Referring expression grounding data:
--- START ---
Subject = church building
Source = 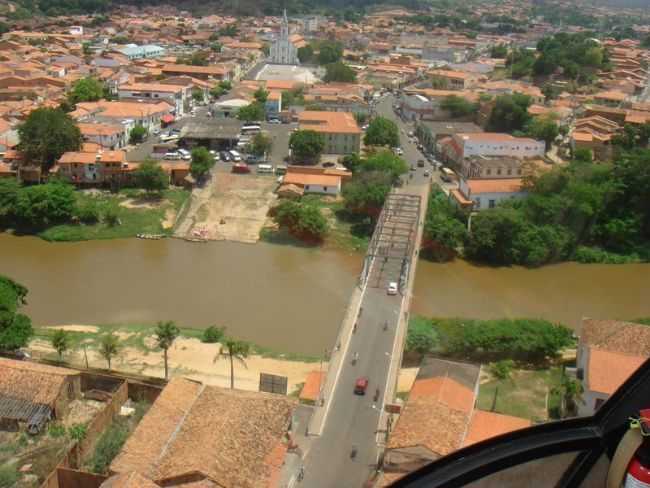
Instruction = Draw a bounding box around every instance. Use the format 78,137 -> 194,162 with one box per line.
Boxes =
270,10 -> 299,65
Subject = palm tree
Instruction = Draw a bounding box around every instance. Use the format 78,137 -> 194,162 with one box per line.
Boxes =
51,329 -> 69,363
99,332 -> 120,370
552,372 -> 584,418
215,338 -> 250,389
155,320 -> 180,380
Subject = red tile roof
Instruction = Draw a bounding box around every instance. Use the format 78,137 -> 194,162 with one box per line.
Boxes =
467,178 -> 524,194
588,348 -> 645,395
463,410 -> 531,447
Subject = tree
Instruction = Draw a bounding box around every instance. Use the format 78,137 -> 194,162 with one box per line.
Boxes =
342,171 -> 393,219
361,151 -> 409,182
99,332 -> 119,370
526,116 -> 559,151
440,95 -> 478,118
490,44 -> 508,58
190,147 -> 215,181
129,125 -> 147,144
552,371 -> 584,417
486,93 -> 532,133
289,130 -> 325,163
219,80 -> 232,91
431,76 -> 449,89
68,77 -> 104,105
406,319 -> 438,355
489,359 -> 515,380
364,116 -> 399,147
0,276 -> 33,351
0,178 -> 20,225
317,41 -> 343,65
18,108 -> 82,171
323,62 -> 356,83
272,200 -> 328,241
249,132 -> 272,156
202,325 -> 226,343
210,86 -> 225,99
192,88 -> 204,103
133,159 -> 168,194
237,102 -> 265,122
297,45 -> 314,63
155,320 -> 180,380
51,329 -> 69,362
216,338 -> 250,389
573,147 -> 593,163
253,87 -> 269,103
354,112 -> 368,126
14,182 -> 76,227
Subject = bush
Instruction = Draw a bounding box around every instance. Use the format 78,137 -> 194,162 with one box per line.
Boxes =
75,199 -> 101,224
48,422 -> 66,438
69,423 -> 87,441
573,246 -> 639,264
129,125 -> 147,145
202,325 -> 226,343
0,463 -> 19,488
406,318 -> 438,355
90,419 -> 129,474
272,200 -> 328,242
103,202 -> 120,226
489,359 -> 515,380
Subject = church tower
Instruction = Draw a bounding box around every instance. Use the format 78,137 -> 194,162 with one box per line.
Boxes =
270,9 -> 298,65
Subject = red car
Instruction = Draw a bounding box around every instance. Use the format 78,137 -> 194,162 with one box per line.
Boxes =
354,377 -> 368,395
232,163 -> 250,174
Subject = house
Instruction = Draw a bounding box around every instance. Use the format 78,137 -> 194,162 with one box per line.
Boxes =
382,358 -> 530,485
118,44 -> 166,61
280,166 -> 351,196
74,100 -> 173,133
428,69 -> 479,90
452,177 -> 527,211
118,82 -> 190,116
298,111 -> 361,155
440,133 -> 545,164
415,121 -> 482,155
179,119 -> 242,150
0,359 -> 81,431
161,63 -> 233,81
55,150 -> 127,185
78,122 -> 128,149
265,90 -> 282,118
571,116 -> 621,162
576,319 -> 650,417
110,377 -> 295,487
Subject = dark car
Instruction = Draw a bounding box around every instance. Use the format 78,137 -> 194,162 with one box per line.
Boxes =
354,377 -> 368,395
417,159 -> 425,167
220,151 -> 231,162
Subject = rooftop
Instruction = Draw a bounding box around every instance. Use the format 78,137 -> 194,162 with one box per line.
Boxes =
298,111 -> 361,134
111,377 -> 295,487
588,347 -> 646,395
463,411 -> 531,447
467,178 -> 524,194
580,319 -> 650,357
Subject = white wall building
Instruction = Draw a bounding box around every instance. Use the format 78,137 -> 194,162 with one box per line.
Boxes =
453,133 -> 545,160
270,10 -> 298,65
456,177 -> 527,210
117,83 -> 189,116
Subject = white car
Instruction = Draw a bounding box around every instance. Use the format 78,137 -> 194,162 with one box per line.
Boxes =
268,118 -> 281,124
394,147 -> 403,156
387,282 -> 398,295
164,151 -> 180,160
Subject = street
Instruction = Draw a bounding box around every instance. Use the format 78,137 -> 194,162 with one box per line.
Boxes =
299,95 -> 431,487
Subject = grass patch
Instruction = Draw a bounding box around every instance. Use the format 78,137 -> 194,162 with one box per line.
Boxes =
477,367 -> 563,421
0,463 -> 19,488
38,189 -> 189,242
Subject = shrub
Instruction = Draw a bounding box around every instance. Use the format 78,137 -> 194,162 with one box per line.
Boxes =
103,202 -> 120,226
406,318 -> 438,355
0,463 -> 19,488
69,423 -> 87,441
202,325 -> 226,343
90,419 -> 129,474
48,422 -> 66,438
489,359 -> 515,380
75,199 -> 101,224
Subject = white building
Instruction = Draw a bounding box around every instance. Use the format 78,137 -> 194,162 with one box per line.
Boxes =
452,133 -> 545,160
117,83 -> 189,116
270,10 -> 298,65
452,177 -> 527,211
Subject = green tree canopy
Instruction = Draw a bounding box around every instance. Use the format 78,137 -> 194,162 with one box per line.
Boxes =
342,171 -> 393,219
155,320 -> 180,380
360,150 -> 408,182
323,62 -> 357,83
317,41 -> 343,64
18,108 -> 82,171
423,187 -> 468,261
249,132 -> 272,156
526,116 -> 559,150
440,95 -> 478,118
363,116 -> 399,147
133,159 -> 168,193
289,130 -> 325,163
254,87 -> 269,103
217,338 -> 250,389
486,93 -> 532,133
272,200 -> 328,242
129,125 -> 147,145
14,182 -> 76,227
297,45 -> 314,63
68,77 -> 105,105
0,275 -> 33,351
237,102 -> 265,122
51,329 -> 69,362
190,147 -> 215,181
99,332 -> 120,370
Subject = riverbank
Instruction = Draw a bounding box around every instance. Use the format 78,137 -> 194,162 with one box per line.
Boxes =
36,188 -> 190,242
30,323 -> 322,394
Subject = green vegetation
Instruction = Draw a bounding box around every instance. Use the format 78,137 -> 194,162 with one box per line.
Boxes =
99,332 -> 120,370
133,160 -> 168,194
490,44 -> 508,58
217,338 -> 251,389
289,130 -> 326,163
51,328 -> 70,362
176,50 -> 209,66
129,125 -> 148,144
281,87 -> 305,107
238,102 -> 265,122
154,320 -> 180,380
254,87 -> 269,103
249,132 -> 273,157
422,185 -> 467,261
363,116 -> 399,147
440,95 -> 478,118
17,108 -> 82,172
297,45 -> 314,63
202,325 -> 226,343
317,40 -> 343,65
0,463 -> 19,488
486,93 -> 531,133
406,317 -> 573,363
0,275 -> 33,351
69,423 -> 88,441
271,199 -> 329,242
489,359 -> 515,380
190,147 -> 216,181
526,115 -> 559,151
323,62 -> 357,83
67,77 -> 106,105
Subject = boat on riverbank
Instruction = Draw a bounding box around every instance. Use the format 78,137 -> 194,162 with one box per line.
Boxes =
136,234 -> 166,240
--- END ---
Starting from the data above, filter for lines with "building" and copy each one.

Response for this exercise:
Subject = church building
Subject = white wall building
Subject = white building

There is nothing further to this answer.